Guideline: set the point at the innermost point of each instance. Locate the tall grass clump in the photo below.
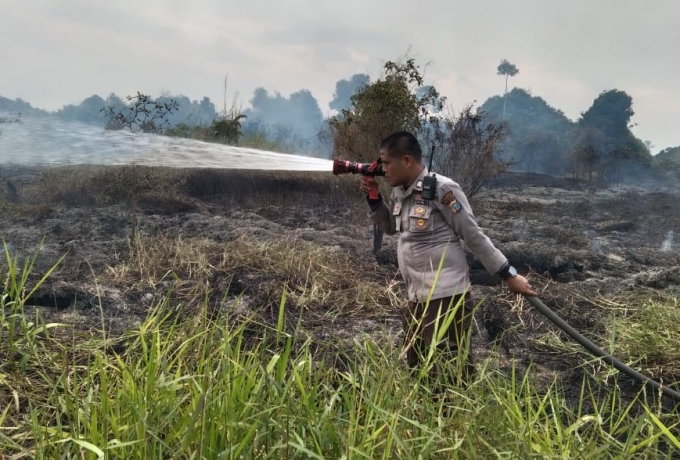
(204, 386)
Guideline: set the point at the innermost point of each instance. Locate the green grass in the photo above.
(201, 385)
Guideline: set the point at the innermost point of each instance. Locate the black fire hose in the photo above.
(595, 350)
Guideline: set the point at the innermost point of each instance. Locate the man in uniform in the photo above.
(430, 232)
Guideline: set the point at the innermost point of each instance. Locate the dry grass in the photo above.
(322, 282)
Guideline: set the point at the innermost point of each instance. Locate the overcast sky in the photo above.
(54, 53)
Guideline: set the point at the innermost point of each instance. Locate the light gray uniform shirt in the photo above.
(430, 232)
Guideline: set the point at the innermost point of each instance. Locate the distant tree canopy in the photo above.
(599, 146)
(297, 118)
(530, 135)
(508, 70)
(395, 101)
(345, 89)
(539, 137)
(666, 164)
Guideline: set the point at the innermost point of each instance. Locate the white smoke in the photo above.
(668, 242)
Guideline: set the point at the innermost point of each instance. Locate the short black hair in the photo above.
(402, 143)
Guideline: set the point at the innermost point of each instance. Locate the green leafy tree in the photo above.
(345, 89)
(509, 70)
(141, 113)
(623, 155)
(467, 148)
(391, 103)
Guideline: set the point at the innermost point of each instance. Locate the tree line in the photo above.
(516, 131)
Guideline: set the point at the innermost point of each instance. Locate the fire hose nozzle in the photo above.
(341, 166)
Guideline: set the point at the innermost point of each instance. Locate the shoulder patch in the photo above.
(448, 198)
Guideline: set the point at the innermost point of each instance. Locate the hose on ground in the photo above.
(597, 351)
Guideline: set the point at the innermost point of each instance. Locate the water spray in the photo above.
(367, 170)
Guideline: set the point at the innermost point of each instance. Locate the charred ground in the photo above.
(132, 236)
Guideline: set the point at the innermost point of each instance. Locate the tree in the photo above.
(345, 89)
(467, 148)
(143, 113)
(389, 104)
(538, 136)
(624, 155)
(509, 70)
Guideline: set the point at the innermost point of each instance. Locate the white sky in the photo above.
(54, 53)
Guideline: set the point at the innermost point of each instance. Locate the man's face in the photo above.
(396, 169)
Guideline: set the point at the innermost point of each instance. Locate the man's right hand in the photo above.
(367, 183)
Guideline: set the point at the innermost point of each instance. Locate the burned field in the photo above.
(134, 237)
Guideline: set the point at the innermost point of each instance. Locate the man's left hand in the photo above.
(520, 285)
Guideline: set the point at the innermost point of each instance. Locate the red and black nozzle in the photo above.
(365, 169)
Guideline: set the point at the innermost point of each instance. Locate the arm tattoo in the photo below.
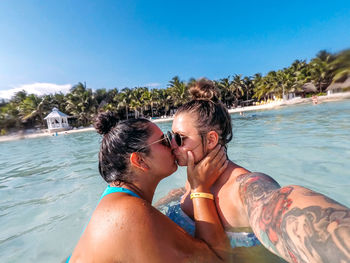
(319, 232)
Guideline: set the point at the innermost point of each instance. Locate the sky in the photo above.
(47, 46)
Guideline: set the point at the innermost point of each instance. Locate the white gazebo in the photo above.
(57, 120)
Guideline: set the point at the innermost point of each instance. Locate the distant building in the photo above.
(57, 121)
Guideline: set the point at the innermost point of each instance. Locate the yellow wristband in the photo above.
(203, 195)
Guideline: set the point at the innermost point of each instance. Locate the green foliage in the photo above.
(82, 104)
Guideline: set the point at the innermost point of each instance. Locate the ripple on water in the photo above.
(50, 186)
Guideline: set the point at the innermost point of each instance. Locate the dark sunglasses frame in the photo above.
(168, 137)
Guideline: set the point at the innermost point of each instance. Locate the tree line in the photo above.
(24, 110)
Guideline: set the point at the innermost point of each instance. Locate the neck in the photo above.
(143, 189)
(228, 173)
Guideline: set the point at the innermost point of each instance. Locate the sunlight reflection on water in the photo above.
(50, 186)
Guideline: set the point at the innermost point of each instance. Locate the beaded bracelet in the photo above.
(203, 195)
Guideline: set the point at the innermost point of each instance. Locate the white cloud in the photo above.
(151, 85)
(36, 88)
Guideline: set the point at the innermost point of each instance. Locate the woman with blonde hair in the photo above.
(261, 218)
(134, 156)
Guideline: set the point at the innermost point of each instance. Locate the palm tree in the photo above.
(237, 87)
(224, 86)
(125, 97)
(179, 91)
(321, 69)
(32, 108)
(341, 66)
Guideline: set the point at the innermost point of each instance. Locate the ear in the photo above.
(137, 161)
(212, 139)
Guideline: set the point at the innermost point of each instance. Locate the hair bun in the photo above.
(204, 89)
(105, 121)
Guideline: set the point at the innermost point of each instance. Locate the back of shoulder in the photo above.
(252, 180)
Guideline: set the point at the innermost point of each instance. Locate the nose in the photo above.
(173, 144)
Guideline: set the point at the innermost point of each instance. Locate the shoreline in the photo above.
(270, 106)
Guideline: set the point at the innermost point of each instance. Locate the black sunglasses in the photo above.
(178, 138)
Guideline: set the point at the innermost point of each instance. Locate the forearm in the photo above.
(296, 223)
(173, 195)
(209, 227)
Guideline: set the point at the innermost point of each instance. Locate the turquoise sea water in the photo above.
(50, 186)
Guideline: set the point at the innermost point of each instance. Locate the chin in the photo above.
(181, 163)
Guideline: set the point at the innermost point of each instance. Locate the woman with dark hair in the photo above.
(134, 156)
(258, 215)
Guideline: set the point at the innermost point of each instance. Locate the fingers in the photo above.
(223, 168)
(190, 160)
(213, 153)
(220, 157)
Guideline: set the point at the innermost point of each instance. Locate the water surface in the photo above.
(49, 186)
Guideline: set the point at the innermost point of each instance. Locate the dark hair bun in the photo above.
(105, 121)
(204, 89)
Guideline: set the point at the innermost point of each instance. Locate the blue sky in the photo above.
(46, 46)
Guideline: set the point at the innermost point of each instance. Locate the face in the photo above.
(192, 140)
(161, 161)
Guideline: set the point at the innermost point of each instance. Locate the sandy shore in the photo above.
(273, 105)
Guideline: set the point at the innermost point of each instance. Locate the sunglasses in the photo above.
(178, 138)
(166, 140)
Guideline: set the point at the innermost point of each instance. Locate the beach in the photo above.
(271, 105)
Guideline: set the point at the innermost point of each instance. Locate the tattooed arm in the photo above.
(294, 222)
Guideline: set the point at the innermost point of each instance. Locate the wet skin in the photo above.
(293, 222)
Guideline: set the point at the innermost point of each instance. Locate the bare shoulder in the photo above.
(252, 182)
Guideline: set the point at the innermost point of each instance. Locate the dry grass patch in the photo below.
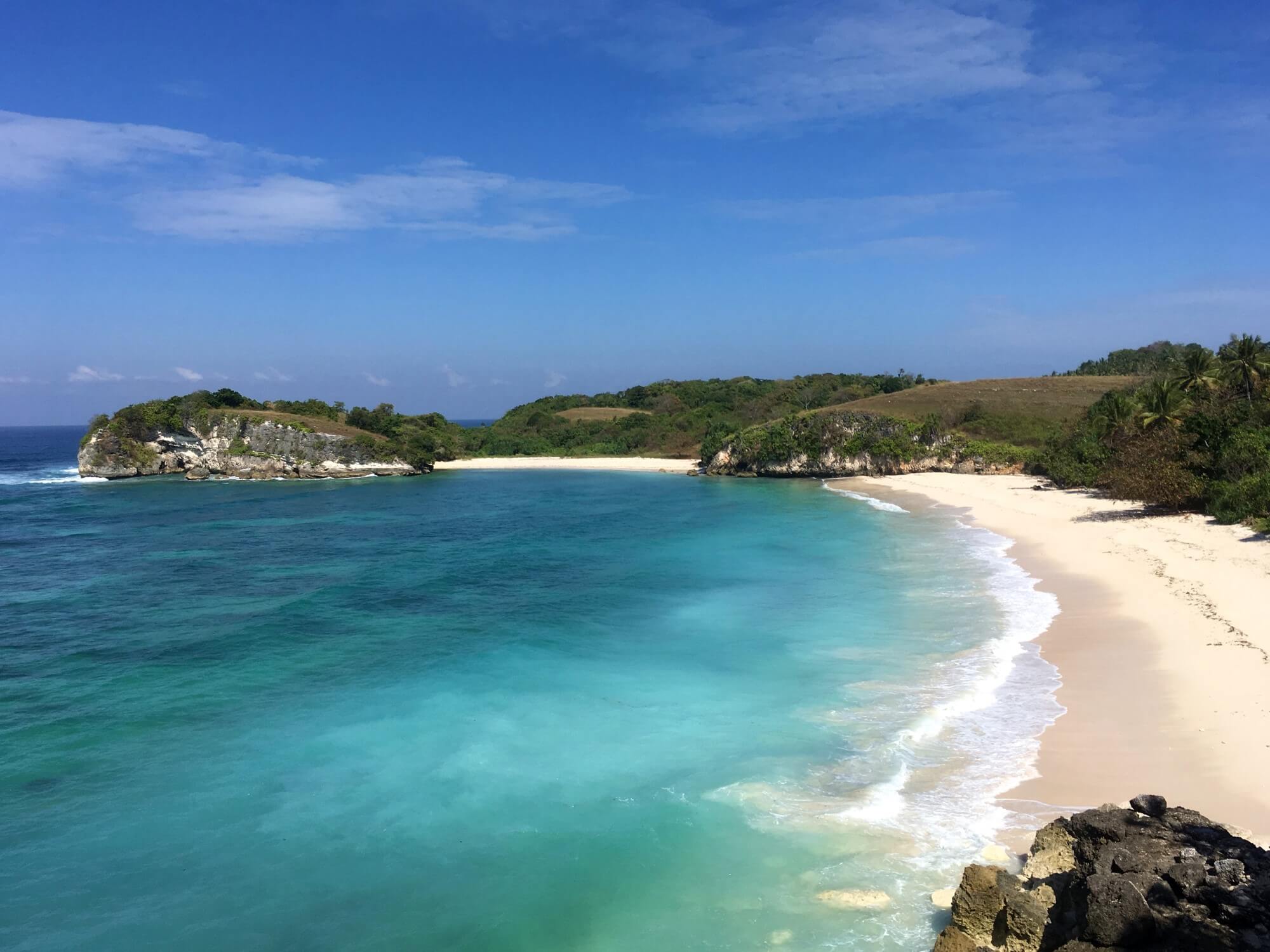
(319, 425)
(1052, 399)
(598, 413)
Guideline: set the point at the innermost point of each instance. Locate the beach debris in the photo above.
(1145, 878)
(855, 899)
(1150, 805)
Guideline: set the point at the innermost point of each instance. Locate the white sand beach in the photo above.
(618, 464)
(1163, 645)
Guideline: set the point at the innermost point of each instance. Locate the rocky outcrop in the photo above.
(1146, 878)
(855, 445)
(243, 446)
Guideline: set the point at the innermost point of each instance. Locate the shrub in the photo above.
(1154, 468)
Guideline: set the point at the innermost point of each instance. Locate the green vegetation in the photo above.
(380, 433)
(1023, 412)
(846, 433)
(1196, 436)
(686, 420)
(1161, 357)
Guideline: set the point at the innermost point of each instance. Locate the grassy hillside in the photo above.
(669, 418)
(1194, 436)
(385, 433)
(1022, 411)
(598, 413)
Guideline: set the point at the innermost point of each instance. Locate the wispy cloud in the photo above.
(189, 185)
(444, 197)
(93, 375)
(36, 150)
(987, 70)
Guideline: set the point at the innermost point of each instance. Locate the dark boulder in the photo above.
(1150, 804)
(1153, 878)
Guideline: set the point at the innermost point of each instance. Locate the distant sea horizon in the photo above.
(534, 711)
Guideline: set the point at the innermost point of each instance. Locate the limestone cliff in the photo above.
(1146, 878)
(237, 445)
(857, 445)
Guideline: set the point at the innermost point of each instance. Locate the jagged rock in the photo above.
(1051, 854)
(1027, 917)
(953, 940)
(1117, 912)
(1120, 879)
(232, 445)
(1230, 873)
(1150, 804)
(979, 903)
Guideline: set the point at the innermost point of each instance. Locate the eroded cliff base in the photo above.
(1145, 878)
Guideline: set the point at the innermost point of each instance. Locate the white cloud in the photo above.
(186, 183)
(35, 149)
(92, 375)
(443, 197)
(747, 68)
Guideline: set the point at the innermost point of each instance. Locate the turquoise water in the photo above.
(538, 711)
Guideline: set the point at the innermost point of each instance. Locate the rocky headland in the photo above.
(857, 445)
(237, 445)
(1145, 878)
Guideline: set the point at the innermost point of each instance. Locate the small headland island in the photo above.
(227, 436)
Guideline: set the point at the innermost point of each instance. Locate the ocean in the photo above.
(530, 711)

* Requirement
Beginning at the line that holds "horizon in the photo above.", write out word for word each line through the end of the records.

* Response
Guideline: set the point at the innermost point of each instance. Locate the distant sea horizon in the photo above.
(534, 711)
Guideline: set the point at the innermost point of each instance. Locate the limestone cliff in the photo above.
(1146, 878)
(237, 445)
(857, 445)
Guideline: set the point at the innermost point of each instance. Locate the jagged rock in the photo above.
(1051, 854)
(1027, 917)
(953, 940)
(1117, 912)
(1120, 879)
(232, 445)
(1230, 873)
(1150, 804)
(979, 903)
Guideline: set the point at the innermost point of each instance. Locate the eroded cliff base in the photo above.
(1145, 878)
Guideline: set the point at the innermost point of each instance. Locate the white cloud in the photo above.
(186, 183)
(35, 149)
(92, 375)
(443, 197)
(747, 68)
Guideline: set the point at the innermost point of each instance. Locate the turquoise water in the photo above.
(538, 711)
Guideline: set the point at the innermost point of each instance. Locate the rocky headland in the photo above.
(857, 445)
(237, 445)
(1145, 878)
Guideline: set the point at the innermost point of each instance. Locate the small headland island in the photo above.
(227, 436)
Guideline: set the point at the innermost point of each instance. Locate the ocean in the photo above.
(530, 711)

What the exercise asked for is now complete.